What is expected → Report each line below that contains the word "window", copying every such line in full.

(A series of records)
::::::::
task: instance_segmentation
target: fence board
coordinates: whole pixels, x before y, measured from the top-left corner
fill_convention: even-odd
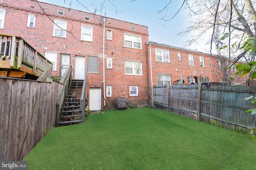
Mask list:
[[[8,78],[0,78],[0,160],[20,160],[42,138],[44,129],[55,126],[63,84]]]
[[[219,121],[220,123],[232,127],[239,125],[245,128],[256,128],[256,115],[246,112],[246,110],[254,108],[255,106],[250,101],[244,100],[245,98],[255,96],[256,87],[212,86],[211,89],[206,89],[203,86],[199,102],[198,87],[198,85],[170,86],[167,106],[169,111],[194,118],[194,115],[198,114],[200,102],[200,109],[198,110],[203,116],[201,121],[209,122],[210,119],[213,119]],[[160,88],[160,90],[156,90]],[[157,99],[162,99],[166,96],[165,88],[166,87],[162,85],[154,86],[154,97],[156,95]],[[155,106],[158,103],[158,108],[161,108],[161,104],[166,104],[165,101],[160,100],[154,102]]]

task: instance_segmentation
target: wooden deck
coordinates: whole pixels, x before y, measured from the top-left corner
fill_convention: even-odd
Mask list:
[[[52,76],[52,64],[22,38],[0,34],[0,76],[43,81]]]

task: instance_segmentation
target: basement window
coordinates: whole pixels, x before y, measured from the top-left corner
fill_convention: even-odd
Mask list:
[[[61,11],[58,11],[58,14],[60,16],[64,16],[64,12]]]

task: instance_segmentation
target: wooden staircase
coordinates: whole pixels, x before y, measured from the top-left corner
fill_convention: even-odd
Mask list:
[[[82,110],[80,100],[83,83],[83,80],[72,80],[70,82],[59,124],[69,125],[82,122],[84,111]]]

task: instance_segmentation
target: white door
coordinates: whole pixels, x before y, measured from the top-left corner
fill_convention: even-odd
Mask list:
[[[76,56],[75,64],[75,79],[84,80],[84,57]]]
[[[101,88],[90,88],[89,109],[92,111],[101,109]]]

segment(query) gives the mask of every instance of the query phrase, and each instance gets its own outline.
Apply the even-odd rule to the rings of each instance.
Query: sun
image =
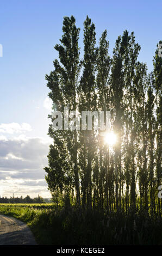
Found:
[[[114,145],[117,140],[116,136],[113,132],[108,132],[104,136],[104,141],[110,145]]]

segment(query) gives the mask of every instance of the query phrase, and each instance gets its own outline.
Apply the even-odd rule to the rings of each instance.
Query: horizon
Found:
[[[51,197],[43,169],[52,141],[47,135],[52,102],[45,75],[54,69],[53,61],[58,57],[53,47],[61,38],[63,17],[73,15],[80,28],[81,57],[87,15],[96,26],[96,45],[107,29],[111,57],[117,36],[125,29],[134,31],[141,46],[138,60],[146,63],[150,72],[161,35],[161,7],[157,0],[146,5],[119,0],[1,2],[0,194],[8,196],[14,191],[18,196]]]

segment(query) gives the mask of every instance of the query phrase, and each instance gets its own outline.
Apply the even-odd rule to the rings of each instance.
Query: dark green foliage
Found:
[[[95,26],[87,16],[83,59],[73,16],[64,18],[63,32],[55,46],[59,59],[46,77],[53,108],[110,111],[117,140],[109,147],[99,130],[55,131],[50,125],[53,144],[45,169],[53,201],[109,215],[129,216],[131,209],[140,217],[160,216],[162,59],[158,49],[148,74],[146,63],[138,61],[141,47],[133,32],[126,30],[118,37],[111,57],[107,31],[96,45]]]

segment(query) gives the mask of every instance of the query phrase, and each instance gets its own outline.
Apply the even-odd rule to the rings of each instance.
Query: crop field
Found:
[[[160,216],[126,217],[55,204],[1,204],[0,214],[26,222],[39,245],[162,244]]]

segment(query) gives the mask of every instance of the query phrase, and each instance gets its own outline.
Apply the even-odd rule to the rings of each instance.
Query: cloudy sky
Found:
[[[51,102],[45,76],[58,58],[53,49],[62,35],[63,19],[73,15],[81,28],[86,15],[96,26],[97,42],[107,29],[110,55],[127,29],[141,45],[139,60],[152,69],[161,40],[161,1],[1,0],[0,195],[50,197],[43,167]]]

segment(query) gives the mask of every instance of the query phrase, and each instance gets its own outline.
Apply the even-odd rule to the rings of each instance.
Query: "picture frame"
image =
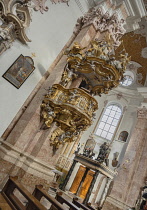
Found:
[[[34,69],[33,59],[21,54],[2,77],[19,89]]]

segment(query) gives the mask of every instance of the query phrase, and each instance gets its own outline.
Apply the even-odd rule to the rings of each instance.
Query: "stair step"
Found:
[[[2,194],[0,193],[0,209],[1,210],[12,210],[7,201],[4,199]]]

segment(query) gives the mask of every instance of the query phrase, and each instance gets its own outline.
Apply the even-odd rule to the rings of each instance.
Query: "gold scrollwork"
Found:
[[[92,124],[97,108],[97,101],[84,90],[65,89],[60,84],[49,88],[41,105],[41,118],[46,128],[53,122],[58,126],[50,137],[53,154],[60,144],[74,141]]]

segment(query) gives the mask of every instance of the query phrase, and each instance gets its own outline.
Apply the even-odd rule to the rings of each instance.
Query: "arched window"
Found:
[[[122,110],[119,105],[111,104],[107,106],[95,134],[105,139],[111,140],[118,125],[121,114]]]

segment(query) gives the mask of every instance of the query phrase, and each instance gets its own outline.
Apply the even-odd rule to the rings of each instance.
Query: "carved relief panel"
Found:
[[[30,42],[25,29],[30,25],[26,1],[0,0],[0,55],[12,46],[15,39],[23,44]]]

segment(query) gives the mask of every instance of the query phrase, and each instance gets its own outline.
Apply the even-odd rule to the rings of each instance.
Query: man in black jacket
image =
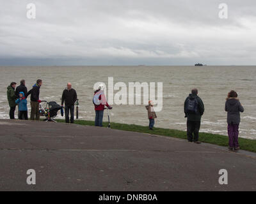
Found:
::::::::
Solution for this task →
target: basement window
Query: "arched window"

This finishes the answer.